*PROBLEMS AND TASKS*.
1 – According to the passage on data exfiltration, in what share of 2023 cases was exfiltration confirmed?
2 – From the passage on data exfiltration, pull out the section that begins with the words "Moving past the" and ends with "possible data theft.".

*SOURCE DOCUMENT*.
►
Armed with the knowledge that some attackers are making a mad dash for Active Directory servers, we must be prepared to detect them post-haste. Part of that preparation includes having the right solutions in place to detect suspicious activity, the people available to investigate suspicious signals, and the necessary telemetry to determine what happened.

Moving past the necessary grind of statistics, we turn our attention now to…

Stats #3: Exfiltration (you don’t know what it’s got ‘til it’s gone)

Data theft is another opportunity for detecting an intruder. When faced with data exfiltration or data extortion, time has already run out. However, when facing a ransomware attack, there is still an opportunity to detect the intruders and evict them from the network before they proceed to the final act.

All-cause data exfiltration occurred at roughly the same rate in 2023 as it did in 2022. We could confirm exfiltration in 40% of cases; a further 14% had indications of possible exfiltration or of data staging (an activity one would expect to see in the course of an exfiltration attempt). The previous year saw 43% confirmed exfiltrations with an additional 9% determined as possible data theft.

Another area where missing logs hampers investigations is in determining whether exfiltration has occurred. In 42% of cases, incident responders were unable to determine from the available evidence whether any exfiltration had occurred. This was largely due to there being no evidence available for responders to confirm or deny whether exfiltration happened. Breaking it down further, of the 55 cases lacking sufficient evidence, 29 cases (53%) were missing logs and an additional 6 cases (11%) had logs erased by the attackers.

For ransomware attacks we could confirm data exfiltration in 44% of cases, with an additional 18% showing possible data exfiltration or data staging. Unfortunately, we were unable to determine if data was stolen in 30% of cases. Of those cases, 69% were hampered by missing logs, with 56% due to missing logs and 13% due to cleared logs.

Alarmingly, 72% of network breach investigations found no evidence of data exfiltration. More than half of the missing evidence was due to missing (43%) or deleted (14%) logs.

There is an inverse relationship between time-to-AD and data theft. Where attackers rush to get access to AD, the data exfiltration component of a ransomware attack appears to come at the end of the campaign. For example, in the 2023 data, the median time between the start of the attack and the deployment of a ransomware payload in a confirmed exfiltration was 3.76 days. In contrast, the time between exfiltration and deployment was 0.6 days.
◄
*Entries from a pointing dataset*.
►
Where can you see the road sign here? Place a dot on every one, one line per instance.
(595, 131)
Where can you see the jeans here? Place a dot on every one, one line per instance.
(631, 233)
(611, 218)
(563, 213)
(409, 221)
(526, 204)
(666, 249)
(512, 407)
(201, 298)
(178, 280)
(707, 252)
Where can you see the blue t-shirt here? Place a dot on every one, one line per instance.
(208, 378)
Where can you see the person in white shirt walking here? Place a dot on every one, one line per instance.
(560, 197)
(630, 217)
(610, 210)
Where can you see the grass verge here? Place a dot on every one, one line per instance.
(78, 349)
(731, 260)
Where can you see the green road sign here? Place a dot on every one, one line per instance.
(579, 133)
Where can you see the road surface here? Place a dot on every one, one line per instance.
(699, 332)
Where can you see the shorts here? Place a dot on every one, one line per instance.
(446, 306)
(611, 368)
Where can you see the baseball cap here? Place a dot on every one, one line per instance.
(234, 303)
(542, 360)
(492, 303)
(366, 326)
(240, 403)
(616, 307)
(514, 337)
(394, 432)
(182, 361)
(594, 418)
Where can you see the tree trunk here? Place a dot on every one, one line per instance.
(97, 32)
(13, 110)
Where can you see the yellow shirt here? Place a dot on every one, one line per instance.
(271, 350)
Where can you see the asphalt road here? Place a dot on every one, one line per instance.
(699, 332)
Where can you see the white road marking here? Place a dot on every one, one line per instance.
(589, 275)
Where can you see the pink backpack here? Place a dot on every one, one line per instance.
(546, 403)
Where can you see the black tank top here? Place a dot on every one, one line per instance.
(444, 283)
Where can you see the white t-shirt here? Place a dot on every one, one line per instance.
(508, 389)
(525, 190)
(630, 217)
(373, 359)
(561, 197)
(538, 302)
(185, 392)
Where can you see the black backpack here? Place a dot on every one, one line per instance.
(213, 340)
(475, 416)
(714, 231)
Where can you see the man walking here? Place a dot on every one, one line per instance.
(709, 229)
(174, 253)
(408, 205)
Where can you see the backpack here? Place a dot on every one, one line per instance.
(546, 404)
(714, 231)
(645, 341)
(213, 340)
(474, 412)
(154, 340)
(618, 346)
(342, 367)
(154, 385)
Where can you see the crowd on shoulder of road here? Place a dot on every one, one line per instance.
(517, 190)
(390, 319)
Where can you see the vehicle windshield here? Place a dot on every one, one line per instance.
◄
*OUTPUTS*.
1 – 40%

2 –
Moving past the necessary grind of statistics, we turn our attention now to…

Stats #3: Exfiltration (you don’t know what it’s got ‘til it’s gone)

Data theft is another opportunity for detecting an intruder. When faced with data exfiltration or data extortion, time has already run out. However, when facing a ransomware attack, there is still an opportunity to detect the intruders and evict them from the network before they proceed to the final act.

All-cause data exfiltration occurred at roughly the same rate in 2023 as it did in 2022. We could confirm exfiltration in 40% of cases; a further 14% had indications of possible exfiltration or of data staging (an activity one would expect to see in the course of an exfiltration attempt). The previous year saw 43% confirmed exfiltrations with an additional 9% determined as possible data theft.